Transcribe the listing below word for word and line for line, leaving out the pictures.

Excerpts from point annotation data
***
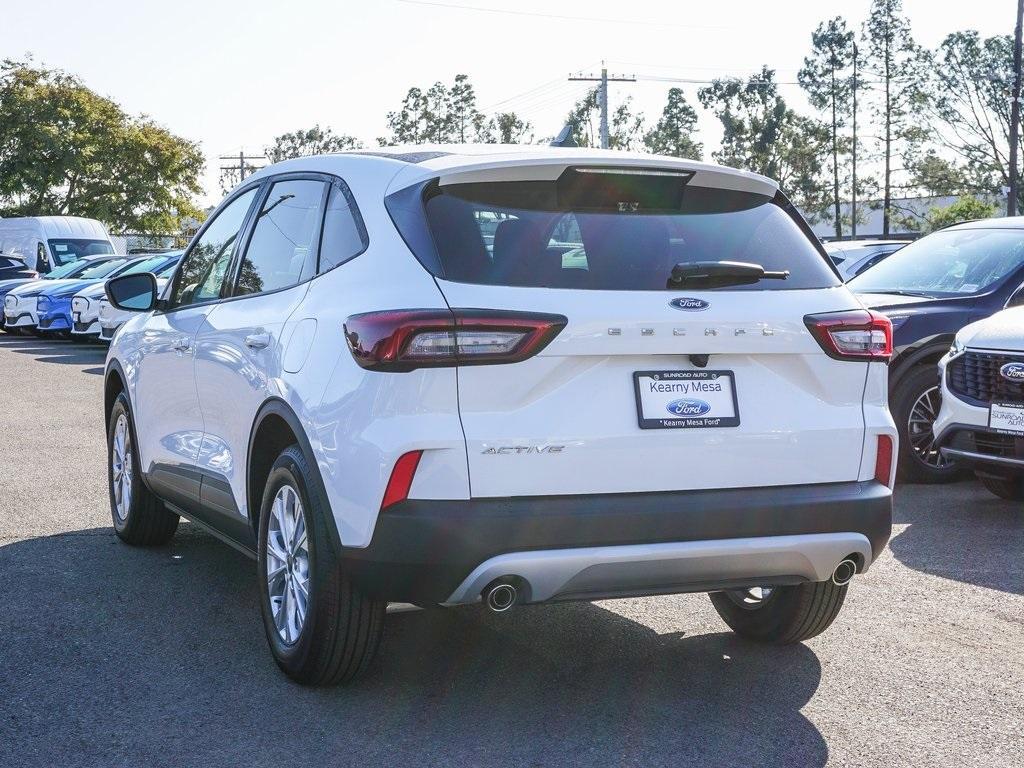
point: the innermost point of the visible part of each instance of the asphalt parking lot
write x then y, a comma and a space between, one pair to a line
113, 655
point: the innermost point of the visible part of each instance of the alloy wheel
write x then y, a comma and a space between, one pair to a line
920, 429
121, 469
288, 564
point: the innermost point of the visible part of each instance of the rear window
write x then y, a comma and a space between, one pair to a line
610, 229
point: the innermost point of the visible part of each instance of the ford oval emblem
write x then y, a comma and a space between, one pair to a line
689, 305
1013, 371
687, 407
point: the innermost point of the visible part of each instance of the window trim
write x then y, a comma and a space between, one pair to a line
246, 221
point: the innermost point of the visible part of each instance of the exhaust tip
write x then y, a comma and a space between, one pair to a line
844, 572
501, 597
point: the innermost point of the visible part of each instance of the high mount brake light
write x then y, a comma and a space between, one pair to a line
407, 339
855, 335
***
PROBLEM SOLUTION
point: the innermost point of the visible part of each instance of the asphalt parking lot
write x then y, a comma and a space between, one pair to a line
113, 655
point: the innermost point of the visible part of each instance of the alloy wheel
write x then y, a comma and a space between, one pair to a line
920, 429
121, 469
288, 564
point: the innermost point of the visible part of each instance of the rear window
write x then y, a comma and a space between, one pair to a line
610, 229
point: the innermost point of the visible part of each instance of the ford oval emblem
write x then y, a comma and a space between, one pair to a line
689, 305
1013, 371
687, 407
point: the innermost point of the visible part of each instance of the window trim
write x then y, a comma and a space between, one pair to a line
246, 221
point: the innermost point of the visible part of each instance of the exhaust tip
write x then y, a comma and a space between, one pair to a line
844, 572
501, 597
point: the innermost point of the visible part of each instance of the high mount brake light
write x then y, a comma and a space between, one pair to a line
407, 339
855, 335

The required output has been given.